**WHAT YOU NEED TO DO**
Report each line of the records below that contains the word "grass".

[Stored dataset items]
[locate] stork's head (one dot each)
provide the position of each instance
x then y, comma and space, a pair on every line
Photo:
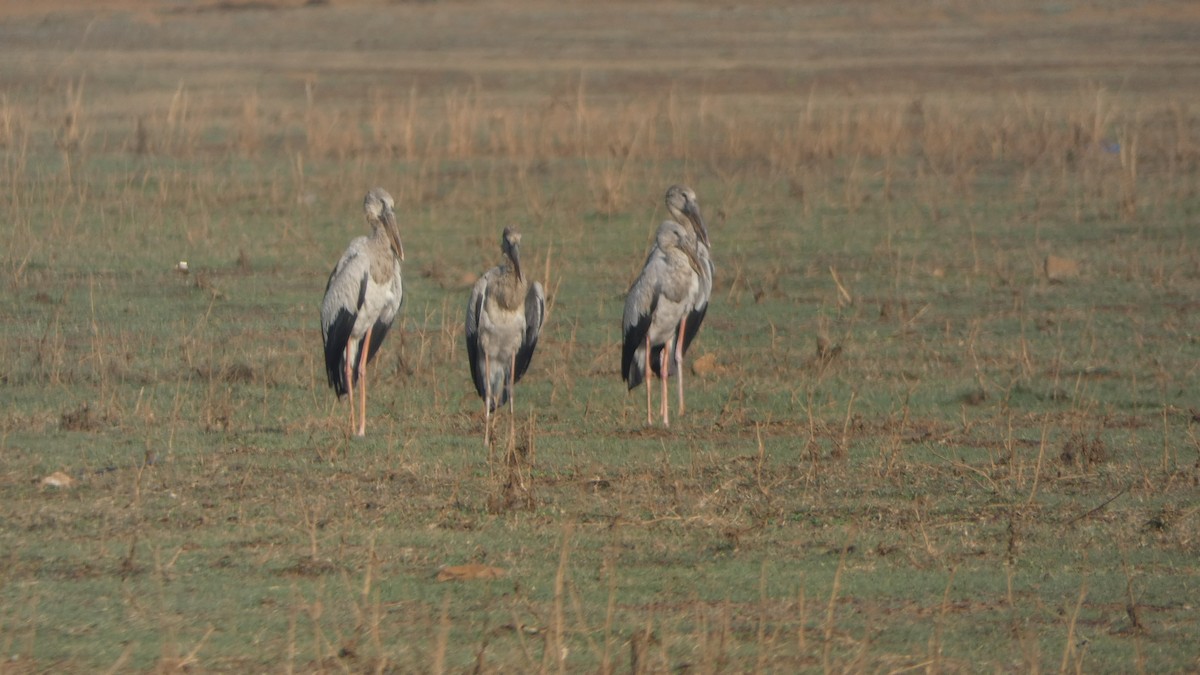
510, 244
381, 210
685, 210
--
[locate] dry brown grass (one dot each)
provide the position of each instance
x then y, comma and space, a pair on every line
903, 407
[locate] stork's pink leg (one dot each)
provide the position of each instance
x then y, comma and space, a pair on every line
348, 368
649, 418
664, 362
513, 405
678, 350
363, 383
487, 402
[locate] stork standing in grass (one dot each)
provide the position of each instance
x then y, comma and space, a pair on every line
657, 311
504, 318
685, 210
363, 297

**THE RESULT**
[locate] dry brown grass (one dot each)
[locate] stork standing in grass (one dot each)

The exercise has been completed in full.